(Data entries)
__________________________________________________
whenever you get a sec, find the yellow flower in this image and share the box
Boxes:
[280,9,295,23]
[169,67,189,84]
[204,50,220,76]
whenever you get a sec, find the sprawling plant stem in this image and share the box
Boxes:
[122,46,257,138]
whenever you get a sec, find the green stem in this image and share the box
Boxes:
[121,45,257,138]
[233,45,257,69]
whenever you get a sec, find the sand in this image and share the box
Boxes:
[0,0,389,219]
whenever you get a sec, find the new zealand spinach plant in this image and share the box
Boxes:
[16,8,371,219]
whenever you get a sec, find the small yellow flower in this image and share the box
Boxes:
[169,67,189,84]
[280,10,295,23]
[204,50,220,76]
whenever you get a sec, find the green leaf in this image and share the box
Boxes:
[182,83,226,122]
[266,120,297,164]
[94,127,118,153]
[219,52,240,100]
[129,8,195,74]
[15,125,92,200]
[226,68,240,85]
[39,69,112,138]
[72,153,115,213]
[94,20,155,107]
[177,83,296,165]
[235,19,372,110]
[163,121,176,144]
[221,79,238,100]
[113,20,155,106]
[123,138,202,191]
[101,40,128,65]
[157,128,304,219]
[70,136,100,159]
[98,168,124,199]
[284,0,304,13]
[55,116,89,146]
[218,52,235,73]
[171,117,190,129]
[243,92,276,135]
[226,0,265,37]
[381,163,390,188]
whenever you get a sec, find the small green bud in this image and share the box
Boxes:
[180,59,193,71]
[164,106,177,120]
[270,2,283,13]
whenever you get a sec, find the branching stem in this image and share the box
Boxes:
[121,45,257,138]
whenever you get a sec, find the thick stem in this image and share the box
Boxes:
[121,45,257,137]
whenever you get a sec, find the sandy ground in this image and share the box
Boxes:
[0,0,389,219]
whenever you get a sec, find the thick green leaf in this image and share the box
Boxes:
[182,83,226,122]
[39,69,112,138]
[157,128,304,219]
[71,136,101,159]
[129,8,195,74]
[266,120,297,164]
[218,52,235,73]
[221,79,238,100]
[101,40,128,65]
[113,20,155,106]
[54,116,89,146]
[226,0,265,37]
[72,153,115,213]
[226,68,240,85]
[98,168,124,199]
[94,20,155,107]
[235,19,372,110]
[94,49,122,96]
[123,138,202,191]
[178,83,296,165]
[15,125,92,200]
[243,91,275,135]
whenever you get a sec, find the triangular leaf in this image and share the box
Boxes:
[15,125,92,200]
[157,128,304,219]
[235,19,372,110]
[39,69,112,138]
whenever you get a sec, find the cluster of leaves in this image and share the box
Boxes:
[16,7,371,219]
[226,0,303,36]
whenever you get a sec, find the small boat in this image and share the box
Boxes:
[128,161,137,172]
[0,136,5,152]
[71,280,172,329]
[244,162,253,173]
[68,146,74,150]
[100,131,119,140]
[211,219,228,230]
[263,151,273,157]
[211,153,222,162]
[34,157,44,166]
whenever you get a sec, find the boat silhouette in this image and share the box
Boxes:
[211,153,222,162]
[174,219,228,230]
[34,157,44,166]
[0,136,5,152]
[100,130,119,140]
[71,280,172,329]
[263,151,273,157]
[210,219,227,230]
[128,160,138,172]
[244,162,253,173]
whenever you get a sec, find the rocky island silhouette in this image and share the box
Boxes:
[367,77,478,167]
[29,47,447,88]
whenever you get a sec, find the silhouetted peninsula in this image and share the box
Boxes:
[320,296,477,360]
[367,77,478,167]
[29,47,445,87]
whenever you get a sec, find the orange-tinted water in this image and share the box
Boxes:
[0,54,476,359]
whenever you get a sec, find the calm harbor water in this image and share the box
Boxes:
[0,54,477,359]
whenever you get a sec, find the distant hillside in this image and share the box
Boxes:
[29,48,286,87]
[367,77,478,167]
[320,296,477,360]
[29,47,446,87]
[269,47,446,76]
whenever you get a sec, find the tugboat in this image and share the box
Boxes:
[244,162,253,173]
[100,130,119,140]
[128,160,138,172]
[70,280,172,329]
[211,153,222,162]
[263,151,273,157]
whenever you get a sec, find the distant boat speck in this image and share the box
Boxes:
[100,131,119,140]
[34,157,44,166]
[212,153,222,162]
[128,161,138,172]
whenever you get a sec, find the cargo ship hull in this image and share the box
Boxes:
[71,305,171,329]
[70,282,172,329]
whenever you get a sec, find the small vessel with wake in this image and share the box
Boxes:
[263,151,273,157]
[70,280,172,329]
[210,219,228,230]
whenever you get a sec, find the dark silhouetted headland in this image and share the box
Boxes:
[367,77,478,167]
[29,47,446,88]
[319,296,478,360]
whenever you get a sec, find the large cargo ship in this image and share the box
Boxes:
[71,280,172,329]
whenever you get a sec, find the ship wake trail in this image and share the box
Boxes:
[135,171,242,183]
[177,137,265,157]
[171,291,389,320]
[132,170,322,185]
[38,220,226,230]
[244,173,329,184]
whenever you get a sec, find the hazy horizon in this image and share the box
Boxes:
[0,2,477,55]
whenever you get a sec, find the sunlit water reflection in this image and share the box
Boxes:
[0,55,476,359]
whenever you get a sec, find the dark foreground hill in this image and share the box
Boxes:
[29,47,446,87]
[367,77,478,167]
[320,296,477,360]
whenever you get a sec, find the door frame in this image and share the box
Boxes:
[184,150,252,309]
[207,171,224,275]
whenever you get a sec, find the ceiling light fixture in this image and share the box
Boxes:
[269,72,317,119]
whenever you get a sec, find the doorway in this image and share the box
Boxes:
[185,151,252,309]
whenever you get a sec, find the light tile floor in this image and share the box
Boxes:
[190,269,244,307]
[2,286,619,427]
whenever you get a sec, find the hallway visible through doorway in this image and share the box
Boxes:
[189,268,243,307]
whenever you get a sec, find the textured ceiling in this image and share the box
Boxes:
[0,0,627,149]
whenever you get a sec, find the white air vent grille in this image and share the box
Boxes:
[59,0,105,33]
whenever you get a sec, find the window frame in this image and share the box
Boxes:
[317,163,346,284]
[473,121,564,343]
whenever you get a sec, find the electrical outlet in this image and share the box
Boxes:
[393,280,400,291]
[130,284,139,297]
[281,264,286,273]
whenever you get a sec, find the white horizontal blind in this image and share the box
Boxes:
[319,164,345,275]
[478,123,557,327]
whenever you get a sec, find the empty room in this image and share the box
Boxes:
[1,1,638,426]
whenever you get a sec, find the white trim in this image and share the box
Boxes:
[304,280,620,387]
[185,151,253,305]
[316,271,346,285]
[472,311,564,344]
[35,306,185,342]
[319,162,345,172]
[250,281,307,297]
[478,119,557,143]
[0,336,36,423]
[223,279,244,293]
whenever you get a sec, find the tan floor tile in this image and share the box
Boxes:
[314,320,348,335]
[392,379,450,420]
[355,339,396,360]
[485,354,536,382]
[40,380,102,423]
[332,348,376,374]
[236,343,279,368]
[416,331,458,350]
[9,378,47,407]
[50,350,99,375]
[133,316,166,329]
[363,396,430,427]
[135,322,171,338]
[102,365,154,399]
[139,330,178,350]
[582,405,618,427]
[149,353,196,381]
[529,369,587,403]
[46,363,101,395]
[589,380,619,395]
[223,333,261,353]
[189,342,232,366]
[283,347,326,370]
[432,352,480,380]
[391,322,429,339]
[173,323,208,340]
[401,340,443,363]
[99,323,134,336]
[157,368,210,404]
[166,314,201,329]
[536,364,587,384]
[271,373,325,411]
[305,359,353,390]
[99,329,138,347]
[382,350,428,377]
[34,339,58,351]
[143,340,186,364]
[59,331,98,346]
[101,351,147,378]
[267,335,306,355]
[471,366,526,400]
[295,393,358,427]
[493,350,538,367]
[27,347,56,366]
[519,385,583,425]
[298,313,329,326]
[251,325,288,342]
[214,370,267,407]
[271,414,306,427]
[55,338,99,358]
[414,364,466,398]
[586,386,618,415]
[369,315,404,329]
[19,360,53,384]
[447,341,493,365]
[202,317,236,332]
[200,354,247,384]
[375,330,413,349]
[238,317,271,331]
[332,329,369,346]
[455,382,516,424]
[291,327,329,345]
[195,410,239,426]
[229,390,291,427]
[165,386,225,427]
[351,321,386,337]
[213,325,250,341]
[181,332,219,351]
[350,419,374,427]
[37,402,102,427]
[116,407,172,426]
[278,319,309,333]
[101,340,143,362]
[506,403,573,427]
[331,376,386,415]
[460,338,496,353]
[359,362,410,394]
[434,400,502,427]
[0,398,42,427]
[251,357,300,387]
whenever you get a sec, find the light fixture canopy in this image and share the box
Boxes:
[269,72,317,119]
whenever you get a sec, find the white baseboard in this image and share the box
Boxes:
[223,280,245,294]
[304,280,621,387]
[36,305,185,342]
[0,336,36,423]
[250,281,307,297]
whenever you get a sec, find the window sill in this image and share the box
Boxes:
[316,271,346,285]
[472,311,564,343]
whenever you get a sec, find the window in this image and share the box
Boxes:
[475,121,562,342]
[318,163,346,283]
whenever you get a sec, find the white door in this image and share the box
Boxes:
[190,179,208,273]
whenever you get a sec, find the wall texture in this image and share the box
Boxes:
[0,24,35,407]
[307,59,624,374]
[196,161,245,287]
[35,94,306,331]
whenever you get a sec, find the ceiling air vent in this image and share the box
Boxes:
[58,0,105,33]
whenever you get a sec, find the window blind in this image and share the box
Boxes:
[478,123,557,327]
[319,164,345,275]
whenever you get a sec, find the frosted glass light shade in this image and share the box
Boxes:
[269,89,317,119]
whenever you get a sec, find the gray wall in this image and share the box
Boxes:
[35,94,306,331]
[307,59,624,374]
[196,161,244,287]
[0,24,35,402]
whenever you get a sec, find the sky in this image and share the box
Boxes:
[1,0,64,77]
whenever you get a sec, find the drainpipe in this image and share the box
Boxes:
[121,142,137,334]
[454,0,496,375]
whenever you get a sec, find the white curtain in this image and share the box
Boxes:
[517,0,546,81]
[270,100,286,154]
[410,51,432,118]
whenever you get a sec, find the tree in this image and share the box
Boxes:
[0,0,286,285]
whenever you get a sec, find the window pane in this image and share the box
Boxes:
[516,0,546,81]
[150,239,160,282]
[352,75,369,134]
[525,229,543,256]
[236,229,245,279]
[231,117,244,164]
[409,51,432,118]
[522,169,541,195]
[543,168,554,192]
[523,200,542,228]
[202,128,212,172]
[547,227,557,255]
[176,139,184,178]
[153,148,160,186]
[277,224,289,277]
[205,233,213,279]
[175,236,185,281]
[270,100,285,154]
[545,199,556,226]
__________________________________________________
◆ **Assignment**
Check each line above for the string "thick" and copy those that have it.

◆ **Exercise response**
whenever you get a sec, find the thick stem in this image and share the box
whenever you get a sec, find the thick green leaf in this image and share the box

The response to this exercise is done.